CONSIGNE: Extrayez, sans y changer un seul caractère, les lignes ci-dessous qui commencent à celle contenant « the hill slope » et s'arrêtent après celle contenant « Target: hill slope », ces deux lignes incluses.
——————
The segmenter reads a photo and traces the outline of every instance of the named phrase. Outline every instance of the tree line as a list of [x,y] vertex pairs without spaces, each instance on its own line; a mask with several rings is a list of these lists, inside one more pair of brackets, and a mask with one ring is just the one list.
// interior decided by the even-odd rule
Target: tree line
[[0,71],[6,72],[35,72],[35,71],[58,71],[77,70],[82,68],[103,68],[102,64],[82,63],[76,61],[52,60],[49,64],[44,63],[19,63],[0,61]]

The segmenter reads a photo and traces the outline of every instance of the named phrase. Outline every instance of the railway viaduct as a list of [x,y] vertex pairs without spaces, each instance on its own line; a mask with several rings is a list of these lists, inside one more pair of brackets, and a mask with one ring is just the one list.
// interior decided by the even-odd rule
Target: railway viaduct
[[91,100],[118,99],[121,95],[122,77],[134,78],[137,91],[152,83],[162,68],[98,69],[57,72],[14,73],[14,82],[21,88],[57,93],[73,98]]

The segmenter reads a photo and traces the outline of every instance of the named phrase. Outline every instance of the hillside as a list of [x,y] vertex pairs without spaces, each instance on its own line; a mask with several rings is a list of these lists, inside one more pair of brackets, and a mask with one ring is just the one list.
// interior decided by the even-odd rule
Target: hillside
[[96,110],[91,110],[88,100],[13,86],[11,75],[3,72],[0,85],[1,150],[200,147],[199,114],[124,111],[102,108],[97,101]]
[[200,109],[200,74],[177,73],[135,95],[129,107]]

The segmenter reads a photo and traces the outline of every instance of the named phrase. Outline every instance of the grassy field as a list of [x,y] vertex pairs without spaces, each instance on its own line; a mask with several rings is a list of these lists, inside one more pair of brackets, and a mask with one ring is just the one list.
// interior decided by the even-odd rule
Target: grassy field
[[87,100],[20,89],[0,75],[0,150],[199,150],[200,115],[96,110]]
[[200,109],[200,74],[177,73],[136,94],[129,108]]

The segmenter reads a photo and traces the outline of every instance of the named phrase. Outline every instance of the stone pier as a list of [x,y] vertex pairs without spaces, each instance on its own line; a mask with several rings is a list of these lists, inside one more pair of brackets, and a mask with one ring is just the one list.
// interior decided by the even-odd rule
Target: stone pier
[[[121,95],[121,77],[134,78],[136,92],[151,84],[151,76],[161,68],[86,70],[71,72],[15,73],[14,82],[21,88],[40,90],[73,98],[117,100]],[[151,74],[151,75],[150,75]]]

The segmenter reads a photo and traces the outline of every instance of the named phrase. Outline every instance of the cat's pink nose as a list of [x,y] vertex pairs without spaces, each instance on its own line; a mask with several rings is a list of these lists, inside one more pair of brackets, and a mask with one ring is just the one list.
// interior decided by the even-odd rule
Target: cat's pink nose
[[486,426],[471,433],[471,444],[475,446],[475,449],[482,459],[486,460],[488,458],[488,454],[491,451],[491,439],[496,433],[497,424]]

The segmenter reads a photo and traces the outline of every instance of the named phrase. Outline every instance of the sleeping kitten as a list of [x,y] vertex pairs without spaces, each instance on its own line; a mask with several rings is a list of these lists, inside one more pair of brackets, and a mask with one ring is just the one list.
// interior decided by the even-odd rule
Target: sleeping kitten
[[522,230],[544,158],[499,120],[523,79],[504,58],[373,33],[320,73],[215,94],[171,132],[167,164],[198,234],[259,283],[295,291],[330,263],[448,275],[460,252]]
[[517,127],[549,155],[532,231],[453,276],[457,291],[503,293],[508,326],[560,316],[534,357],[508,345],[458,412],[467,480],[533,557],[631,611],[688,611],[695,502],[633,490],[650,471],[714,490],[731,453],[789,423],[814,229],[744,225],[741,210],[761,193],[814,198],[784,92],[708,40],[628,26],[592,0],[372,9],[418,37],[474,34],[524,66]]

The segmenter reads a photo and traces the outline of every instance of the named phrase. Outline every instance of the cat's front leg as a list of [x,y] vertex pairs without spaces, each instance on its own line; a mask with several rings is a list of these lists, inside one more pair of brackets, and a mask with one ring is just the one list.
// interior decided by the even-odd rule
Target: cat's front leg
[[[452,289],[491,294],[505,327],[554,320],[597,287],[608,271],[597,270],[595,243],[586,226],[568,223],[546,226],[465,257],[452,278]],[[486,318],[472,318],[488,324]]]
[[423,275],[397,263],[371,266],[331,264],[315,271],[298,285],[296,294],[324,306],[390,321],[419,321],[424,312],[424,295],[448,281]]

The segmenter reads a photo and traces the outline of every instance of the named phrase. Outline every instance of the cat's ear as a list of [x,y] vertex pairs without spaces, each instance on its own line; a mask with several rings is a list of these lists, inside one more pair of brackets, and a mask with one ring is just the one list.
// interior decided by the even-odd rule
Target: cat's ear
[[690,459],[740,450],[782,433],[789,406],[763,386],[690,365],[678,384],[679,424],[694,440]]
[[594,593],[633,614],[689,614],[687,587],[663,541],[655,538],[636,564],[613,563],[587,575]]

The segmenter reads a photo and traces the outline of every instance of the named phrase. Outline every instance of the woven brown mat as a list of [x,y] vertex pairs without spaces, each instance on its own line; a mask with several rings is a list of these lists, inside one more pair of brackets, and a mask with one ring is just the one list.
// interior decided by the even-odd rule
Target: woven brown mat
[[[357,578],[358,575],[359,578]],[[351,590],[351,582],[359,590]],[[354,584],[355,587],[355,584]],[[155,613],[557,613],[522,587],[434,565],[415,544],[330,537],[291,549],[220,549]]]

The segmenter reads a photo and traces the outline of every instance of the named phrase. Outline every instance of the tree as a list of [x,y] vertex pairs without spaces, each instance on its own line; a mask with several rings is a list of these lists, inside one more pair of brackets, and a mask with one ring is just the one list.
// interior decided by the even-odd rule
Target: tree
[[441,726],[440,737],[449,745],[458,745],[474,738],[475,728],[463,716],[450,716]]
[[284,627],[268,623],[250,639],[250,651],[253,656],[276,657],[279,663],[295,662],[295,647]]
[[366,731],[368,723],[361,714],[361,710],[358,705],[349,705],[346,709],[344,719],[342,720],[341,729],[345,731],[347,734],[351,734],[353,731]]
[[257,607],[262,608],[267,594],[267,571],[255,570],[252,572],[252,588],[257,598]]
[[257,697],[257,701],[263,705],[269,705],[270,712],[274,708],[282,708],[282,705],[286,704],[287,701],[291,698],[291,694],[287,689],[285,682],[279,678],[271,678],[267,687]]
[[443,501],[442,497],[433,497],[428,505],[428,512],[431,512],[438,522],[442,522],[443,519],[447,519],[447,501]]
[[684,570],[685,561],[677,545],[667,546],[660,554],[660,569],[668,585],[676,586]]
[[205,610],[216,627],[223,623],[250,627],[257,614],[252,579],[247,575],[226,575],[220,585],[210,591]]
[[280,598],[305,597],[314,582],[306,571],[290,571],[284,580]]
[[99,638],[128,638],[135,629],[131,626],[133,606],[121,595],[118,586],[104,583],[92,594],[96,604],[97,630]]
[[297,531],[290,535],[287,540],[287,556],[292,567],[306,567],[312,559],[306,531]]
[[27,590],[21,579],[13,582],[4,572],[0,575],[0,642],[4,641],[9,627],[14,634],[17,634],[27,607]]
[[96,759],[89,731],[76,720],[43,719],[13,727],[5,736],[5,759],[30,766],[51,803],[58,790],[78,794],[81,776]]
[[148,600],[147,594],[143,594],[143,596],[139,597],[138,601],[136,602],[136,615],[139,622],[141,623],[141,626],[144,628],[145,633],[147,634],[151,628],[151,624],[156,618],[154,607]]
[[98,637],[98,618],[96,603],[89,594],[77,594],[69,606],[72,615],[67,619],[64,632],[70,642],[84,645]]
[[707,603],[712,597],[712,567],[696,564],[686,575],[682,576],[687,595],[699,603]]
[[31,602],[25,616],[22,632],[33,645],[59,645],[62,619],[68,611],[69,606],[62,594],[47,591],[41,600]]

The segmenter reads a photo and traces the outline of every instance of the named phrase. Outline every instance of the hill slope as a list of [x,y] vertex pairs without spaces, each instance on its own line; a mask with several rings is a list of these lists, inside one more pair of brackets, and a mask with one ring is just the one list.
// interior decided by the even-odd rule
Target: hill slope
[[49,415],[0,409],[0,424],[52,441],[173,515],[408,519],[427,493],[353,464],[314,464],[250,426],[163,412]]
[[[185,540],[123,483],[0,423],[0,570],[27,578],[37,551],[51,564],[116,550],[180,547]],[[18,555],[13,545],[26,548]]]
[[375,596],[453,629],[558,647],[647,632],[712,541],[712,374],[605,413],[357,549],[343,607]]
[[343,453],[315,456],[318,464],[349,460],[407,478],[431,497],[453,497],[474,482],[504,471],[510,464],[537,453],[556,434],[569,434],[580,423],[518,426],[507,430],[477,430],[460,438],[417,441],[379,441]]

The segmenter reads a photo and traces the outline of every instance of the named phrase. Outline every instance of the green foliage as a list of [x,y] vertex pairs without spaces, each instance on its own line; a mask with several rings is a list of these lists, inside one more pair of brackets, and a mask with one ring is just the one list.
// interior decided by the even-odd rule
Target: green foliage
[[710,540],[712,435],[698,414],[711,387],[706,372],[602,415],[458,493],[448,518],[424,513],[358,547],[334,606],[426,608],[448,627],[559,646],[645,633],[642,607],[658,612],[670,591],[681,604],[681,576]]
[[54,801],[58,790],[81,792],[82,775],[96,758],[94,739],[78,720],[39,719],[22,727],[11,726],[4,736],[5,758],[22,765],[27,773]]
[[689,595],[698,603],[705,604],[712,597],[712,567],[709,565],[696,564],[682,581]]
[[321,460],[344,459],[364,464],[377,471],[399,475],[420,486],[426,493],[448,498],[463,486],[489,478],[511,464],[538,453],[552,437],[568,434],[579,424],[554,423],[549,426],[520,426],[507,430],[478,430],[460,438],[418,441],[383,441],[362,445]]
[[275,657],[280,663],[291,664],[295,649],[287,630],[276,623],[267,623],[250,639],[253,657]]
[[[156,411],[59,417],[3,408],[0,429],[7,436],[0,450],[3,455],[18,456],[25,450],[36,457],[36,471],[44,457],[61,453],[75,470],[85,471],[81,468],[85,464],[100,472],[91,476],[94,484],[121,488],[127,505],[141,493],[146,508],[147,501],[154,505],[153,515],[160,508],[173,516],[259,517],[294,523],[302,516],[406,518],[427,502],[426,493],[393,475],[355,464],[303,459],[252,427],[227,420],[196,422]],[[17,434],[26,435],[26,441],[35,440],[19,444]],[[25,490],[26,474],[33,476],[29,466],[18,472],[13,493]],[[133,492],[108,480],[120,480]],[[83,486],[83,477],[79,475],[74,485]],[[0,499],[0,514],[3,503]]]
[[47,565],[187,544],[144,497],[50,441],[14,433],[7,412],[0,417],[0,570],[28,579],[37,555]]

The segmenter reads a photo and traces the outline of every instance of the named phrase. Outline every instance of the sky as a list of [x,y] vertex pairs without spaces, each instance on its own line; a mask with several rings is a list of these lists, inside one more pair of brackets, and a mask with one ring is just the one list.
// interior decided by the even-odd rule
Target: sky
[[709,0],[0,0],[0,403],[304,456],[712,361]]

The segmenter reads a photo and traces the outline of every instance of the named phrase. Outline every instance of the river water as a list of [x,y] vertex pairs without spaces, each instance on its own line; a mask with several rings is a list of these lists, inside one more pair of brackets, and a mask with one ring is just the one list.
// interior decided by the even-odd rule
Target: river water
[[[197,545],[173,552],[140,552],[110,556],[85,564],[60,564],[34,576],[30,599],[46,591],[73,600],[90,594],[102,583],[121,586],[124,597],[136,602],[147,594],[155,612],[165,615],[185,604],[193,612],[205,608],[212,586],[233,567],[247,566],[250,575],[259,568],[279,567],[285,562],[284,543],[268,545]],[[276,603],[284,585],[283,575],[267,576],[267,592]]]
——————
SOLUTION:
The segmenter reads a photo and traces the outline of every instance of the named phrase. Outline every instance of the hill slope as a list of [x,y] vertex pairs without spaces, each instance on its own line; a mask with several rings is a list of these lists, inside one more pair of brackets, and a mask with one ring is just the one list.
// interior decided by the even-odd rule
Target: hill slope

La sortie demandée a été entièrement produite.